Rewrite all of the entries below, substituting "outline" for each occurrence of "mask" and leaving every other character as it is.
## Start Stored records
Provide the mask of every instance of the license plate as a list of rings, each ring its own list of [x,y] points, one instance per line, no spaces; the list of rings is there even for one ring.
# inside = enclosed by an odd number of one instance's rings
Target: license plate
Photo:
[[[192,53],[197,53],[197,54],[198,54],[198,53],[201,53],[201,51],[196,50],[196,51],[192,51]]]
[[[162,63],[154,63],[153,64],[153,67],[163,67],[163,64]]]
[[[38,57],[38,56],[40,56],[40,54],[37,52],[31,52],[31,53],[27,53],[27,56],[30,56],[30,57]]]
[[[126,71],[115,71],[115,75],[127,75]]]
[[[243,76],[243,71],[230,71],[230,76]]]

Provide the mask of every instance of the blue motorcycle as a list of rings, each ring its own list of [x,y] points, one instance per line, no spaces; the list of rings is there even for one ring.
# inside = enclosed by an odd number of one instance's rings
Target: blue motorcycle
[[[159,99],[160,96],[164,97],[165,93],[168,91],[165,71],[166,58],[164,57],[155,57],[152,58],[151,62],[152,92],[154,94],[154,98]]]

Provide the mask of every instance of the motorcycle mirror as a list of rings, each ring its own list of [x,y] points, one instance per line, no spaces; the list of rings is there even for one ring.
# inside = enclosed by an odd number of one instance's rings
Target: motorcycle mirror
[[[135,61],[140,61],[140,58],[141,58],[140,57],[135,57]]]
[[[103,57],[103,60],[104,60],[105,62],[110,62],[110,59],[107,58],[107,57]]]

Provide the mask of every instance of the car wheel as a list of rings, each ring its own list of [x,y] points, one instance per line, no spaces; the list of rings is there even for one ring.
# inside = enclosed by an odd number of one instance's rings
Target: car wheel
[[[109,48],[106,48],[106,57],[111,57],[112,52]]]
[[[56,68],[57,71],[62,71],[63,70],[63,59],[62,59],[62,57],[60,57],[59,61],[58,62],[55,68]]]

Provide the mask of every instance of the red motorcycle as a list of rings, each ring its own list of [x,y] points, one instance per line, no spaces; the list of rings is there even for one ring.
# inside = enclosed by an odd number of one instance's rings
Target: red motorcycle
## End Stored records
* Worked answer *
Provide the outline of every instance of the license plate as a list of rings, each ring its own list of [x,y] points, one instance per line, no spaces; the list of rings is there even for one ring.
# inside = enclosed by an odd number of one instance's rings
Target: license plate
Photo:
[[[192,53],[197,53],[197,54],[198,54],[198,53],[201,53],[201,51],[196,50],[196,51],[192,51]]]
[[[162,63],[154,63],[153,64],[153,67],[163,67],[163,64]]]
[[[38,57],[38,56],[40,56],[40,54],[37,52],[31,52],[31,53],[27,53],[27,56],[30,56],[30,57]]]
[[[126,71],[115,71],[115,75],[127,75]]]
[[[243,76],[243,71],[230,71],[230,76]]]

Provide the outline of every instance of the blue motorcycle as a list of rings, each ring its own list of [x,y] points, one instance per line, no spaces; the list of rings is there even for one ring.
# inside = enclosed by an odd number of one instance's rings
Target: blue motorcycle
[[[159,99],[160,96],[164,97],[165,93],[168,91],[165,71],[166,58],[164,57],[155,57],[152,58],[151,62],[152,92],[154,94],[154,98]]]

Provide the outline of every instance of the motorcycle mirror as a list of rings, each ring its own list of [x,y] points, one instance per line, no spaces; the list of rings is there even for one ring.
# inside = enclosed by an odd number of one instance's rings
Target: motorcycle mirror
[[[135,61],[140,61],[140,58],[141,58],[140,57],[135,57]]]
[[[103,57],[103,60],[104,60],[105,62],[110,62],[110,59],[107,58],[107,57]]]

Provide the outline of every instance of the car wheel as a list of rings, each ring its own list of [x,y] points, one instance per line, no spaces; the list of rings is there even for one ring.
# inside = enclosed by an odd number of one instance's rings
Target: car wheel
[[[109,48],[106,48],[106,57],[111,57],[112,52]]]
[[[56,68],[57,71],[62,71],[63,70],[63,59],[62,59],[62,57],[60,57],[59,61],[58,62],[55,68]]]

Provide the outline of every instance of the red motorcycle as a list of rings, each ring its own list of [x,y] points, one instance per line, no spaces; the list of rings is there even for one ring.
# inside = enclosed by an odd number of one instance's rings
Target: red motorcycle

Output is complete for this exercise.